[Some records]
* Start *

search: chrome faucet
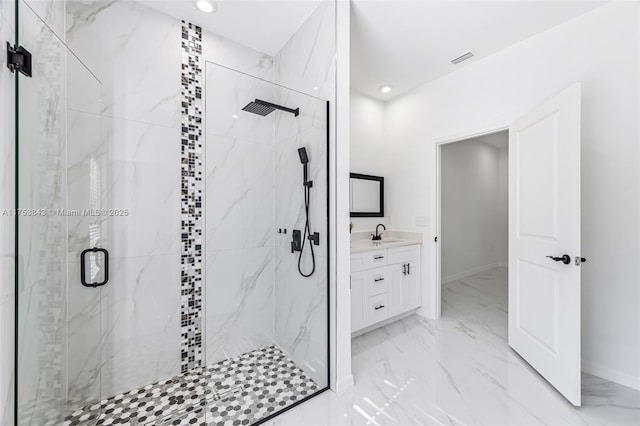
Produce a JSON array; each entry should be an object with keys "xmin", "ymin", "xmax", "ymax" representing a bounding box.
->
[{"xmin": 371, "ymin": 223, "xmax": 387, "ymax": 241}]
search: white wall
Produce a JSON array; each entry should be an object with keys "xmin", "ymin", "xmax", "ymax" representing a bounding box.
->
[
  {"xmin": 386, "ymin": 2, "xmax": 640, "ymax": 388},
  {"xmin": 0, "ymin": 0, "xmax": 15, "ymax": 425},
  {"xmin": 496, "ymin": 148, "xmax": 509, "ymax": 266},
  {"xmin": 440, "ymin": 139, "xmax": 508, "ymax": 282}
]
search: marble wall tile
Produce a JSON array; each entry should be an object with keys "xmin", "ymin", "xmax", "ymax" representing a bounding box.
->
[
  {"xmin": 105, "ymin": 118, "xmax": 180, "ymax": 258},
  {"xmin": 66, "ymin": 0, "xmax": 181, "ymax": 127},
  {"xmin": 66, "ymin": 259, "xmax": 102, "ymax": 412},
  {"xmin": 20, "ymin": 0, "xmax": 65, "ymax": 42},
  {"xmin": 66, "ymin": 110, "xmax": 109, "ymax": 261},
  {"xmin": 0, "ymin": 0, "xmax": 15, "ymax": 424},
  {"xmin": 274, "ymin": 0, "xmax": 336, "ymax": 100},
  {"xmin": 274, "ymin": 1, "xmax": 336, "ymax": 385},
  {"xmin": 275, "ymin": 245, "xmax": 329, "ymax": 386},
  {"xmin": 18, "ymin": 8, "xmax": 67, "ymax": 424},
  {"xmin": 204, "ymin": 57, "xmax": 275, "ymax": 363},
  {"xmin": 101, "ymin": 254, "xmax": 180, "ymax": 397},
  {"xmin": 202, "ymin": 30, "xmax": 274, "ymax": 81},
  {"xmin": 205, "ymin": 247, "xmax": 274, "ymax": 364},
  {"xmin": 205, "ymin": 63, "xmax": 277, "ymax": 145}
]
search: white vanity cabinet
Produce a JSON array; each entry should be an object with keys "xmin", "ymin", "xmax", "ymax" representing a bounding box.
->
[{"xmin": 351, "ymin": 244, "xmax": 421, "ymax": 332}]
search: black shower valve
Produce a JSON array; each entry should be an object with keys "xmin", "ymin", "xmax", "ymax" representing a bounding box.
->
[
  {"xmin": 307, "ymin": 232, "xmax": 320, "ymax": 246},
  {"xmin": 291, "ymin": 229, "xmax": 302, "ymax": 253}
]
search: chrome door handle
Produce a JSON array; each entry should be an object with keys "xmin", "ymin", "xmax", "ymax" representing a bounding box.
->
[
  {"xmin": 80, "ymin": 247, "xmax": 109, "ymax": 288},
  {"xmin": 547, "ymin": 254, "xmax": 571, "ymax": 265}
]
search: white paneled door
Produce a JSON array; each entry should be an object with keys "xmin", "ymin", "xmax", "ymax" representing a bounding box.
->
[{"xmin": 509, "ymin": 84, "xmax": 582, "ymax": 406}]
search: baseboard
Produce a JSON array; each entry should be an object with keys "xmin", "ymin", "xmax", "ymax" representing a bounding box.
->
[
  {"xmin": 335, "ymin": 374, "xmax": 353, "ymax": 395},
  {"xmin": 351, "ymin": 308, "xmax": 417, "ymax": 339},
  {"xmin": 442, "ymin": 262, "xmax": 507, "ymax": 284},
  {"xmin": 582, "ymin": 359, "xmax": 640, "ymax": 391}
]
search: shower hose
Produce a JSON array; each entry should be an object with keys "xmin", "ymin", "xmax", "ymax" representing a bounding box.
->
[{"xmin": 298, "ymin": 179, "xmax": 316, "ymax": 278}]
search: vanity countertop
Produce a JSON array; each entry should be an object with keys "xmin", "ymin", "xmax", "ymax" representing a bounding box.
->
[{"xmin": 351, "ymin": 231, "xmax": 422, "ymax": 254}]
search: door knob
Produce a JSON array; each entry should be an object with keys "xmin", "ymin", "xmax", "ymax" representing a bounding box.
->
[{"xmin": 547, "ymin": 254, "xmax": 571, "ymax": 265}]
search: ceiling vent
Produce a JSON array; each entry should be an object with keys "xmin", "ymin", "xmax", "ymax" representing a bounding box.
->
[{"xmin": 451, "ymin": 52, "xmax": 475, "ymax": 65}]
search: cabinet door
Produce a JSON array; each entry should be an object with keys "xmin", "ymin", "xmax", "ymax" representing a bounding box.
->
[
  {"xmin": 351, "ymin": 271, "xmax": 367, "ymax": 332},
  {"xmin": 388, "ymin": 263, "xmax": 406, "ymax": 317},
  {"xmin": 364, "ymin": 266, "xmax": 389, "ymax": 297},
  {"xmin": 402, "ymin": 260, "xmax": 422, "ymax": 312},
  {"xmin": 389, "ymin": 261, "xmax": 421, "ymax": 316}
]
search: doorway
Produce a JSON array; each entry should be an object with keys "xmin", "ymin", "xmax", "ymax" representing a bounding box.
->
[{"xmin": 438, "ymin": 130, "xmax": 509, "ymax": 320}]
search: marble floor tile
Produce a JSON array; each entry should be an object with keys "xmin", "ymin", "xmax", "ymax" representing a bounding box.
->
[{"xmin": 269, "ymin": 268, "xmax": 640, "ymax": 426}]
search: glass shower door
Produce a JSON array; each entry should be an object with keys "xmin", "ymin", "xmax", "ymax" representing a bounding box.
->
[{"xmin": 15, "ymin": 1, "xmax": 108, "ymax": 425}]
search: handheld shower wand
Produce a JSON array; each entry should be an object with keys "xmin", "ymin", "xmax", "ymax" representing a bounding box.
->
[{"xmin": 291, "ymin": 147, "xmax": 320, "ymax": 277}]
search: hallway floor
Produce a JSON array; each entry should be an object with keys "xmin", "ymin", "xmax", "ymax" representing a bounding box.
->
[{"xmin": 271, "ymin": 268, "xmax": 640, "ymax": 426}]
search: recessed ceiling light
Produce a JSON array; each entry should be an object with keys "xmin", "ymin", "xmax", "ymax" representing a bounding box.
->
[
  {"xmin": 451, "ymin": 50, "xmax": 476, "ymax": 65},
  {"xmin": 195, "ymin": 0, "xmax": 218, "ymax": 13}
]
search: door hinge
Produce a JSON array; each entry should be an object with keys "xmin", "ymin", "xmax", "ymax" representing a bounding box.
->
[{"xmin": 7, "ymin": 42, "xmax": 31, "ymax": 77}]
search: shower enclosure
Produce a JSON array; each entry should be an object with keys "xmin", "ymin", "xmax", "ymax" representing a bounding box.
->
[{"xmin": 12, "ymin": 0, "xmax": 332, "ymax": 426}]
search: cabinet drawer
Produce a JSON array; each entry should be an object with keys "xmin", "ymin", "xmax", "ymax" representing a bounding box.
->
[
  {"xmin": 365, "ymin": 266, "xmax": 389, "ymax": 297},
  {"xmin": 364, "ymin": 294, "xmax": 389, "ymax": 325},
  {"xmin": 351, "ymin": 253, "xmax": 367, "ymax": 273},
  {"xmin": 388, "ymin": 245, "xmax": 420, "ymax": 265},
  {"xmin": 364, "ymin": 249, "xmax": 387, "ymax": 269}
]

* End *

__Task details__
Please copy the lines from the one containing "search: hallway floor" through the end of the records, both ends included, without changing a single character.

__Solution below__
search: hallway floor
Produce a JSON array; each entry should be an object with keys "xmin", "ymin", "xmax", "ymax" representing a bounding box.
->
[{"xmin": 271, "ymin": 268, "xmax": 640, "ymax": 426}]
search: recessed ceiling light
Produce a JSON array; each entry should be an object with keys "xmin", "ymin", "xmax", "ymax" representing a bounding box.
->
[
  {"xmin": 451, "ymin": 50, "xmax": 476, "ymax": 65},
  {"xmin": 195, "ymin": 0, "xmax": 218, "ymax": 13}
]
search: door hinge
Produce a JSON array; each entry should be an object with keys "xmin", "ymin", "xmax", "ymax" representing a bounding box.
->
[{"xmin": 7, "ymin": 42, "xmax": 31, "ymax": 77}]
search: shower enclosure
Produce a JSON array; each entry should be an object with keys "xmin", "ymin", "xmax", "ymax" representing a bounding box.
->
[{"xmin": 12, "ymin": 0, "xmax": 332, "ymax": 426}]
search: cabinet drawer
Produce a JSON array; each entry should be an object with keys "xmin", "ymin", "xmax", "ymax" representing a bounding box.
->
[
  {"xmin": 365, "ymin": 266, "xmax": 389, "ymax": 297},
  {"xmin": 364, "ymin": 294, "xmax": 389, "ymax": 325},
  {"xmin": 351, "ymin": 253, "xmax": 367, "ymax": 273},
  {"xmin": 388, "ymin": 245, "xmax": 420, "ymax": 265},
  {"xmin": 364, "ymin": 249, "xmax": 387, "ymax": 269}
]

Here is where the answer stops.